Start of Data provided

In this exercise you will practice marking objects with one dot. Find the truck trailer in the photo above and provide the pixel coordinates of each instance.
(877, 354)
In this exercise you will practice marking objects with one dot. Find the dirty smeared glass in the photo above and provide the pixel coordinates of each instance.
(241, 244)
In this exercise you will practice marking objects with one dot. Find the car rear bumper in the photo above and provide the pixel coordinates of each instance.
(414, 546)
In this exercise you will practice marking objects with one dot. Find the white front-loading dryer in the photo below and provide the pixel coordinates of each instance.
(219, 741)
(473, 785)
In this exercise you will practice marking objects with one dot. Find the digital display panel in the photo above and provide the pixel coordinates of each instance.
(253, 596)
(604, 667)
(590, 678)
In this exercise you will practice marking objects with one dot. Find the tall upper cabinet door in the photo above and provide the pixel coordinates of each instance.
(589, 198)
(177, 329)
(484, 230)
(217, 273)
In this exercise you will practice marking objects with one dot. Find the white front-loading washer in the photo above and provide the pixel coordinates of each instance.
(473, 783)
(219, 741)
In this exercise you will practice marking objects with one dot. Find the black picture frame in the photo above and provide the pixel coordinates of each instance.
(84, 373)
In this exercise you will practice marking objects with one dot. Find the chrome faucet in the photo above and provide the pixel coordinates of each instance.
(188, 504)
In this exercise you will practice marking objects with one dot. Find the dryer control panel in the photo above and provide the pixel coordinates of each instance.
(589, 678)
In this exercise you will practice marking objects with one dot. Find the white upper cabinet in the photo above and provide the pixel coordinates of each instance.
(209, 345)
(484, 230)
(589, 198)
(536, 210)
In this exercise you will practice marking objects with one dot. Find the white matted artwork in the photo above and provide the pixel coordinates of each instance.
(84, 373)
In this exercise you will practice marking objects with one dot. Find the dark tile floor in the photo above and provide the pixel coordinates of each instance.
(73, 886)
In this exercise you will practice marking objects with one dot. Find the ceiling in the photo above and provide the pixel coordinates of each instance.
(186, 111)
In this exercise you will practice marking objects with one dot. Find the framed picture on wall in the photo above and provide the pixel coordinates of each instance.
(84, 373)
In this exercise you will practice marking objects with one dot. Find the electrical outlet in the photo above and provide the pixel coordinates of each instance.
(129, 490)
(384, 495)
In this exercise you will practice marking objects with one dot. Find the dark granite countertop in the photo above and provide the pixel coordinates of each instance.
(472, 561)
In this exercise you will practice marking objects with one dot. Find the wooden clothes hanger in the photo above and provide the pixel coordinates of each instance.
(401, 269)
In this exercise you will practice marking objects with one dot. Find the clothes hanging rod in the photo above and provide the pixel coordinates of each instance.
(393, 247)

End of Data provided

**What you should do**
Reproduce the preceding records exactly and completely.

**Answer box**
In this exercise you will practice marking objects with one dot. Find the truck trailer in the photo above and provide the pixel coordinates of each instance.
(877, 354)
In this exercise you will practice marking objects with one dot. Find the dirty smeared glass in the photo above and provide the pixel coordinates of each instance.
(241, 244)
In this exercise you will practice marking objects with one dot. Find the car rear bumper in the photo above and provide the pixel coordinates of each instance.
(414, 546)
In this exercise you will practice marking objects with one dot. Find the white front-loading dryer in the photo below and provide the pixel coordinates of each instance.
(219, 741)
(473, 785)
In this exercise you will practice marking objects with one dot. Find the digital display panel in the photo above and provide the pixel coordinates of each instance.
(253, 596)
(604, 667)
(590, 678)
In this exercise you will practice marking objects with one dot. Find the tall upper cabinet door in the photo above and provide the pixel coordinates of each instance.
(589, 198)
(177, 329)
(484, 230)
(217, 273)
In this exercise you will practice marking objects with one dot. Find the white front-loading washer in the photo above and provide the pixel coordinates of each instance.
(473, 783)
(219, 741)
In this exercise you will practice marking objects with one dot. Find the black picture frame in the photo above and provide the pixel coordinates of each instance.
(84, 373)
In this exercise you will practice marking objects with one dot. Find the chrome faucet in the photo above and provide the pixel coordinates of each instance.
(188, 504)
In this exercise you will practice marking objects with one dot. Find the dryer control panel in the photo above and provide the pixel coordinates of each instance.
(589, 678)
In this exercise you will practice marking objects with one dot. Find the white upper cabinet in the photo above and provide the pixel coordinates of each instance.
(209, 345)
(484, 230)
(589, 198)
(536, 210)
In this exercise you will practice marking objects with one dot. Find the white matted artwork in the photo above and provide the pixel coordinates of each instance.
(84, 373)
In this exercise you will practice marking objects with one dot. Find the dark tile floor in the photo above and provide the pixel coordinates of each instance.
(73, 886)
In this exercise you will practice marking objects with one dot. Find the ceiling in the photo above and provide the pixel coordinates of each instance.
(186, 111)
In this exercise you will practice marking objects with one dot. Find the framed picture on wall in the photo above and provide the pixel coordinates of each instance.
(84, 373)
In this exercise you will practice marking objects with one dot. Find the electrical outlet in the photo above and provide the pixel coordinates of each instance.
(129, 490)
(384, 495)
In this exercise you will practice marking objects with one dot. Find the dark granite countertop in the photo above and provide the pixel coordinates of each instance.
(472, 561)
In this exercise you will practice marking objects with one dot. Find the wooden clothes hanger in the photo above and provide the pixel coordinates of each instance.
(401, 269)
In this exercise you will practice marking objects with one dot. Find the clothes hanging rod in the photo above and provide the pixel coordinates of each instance.
(393, 247)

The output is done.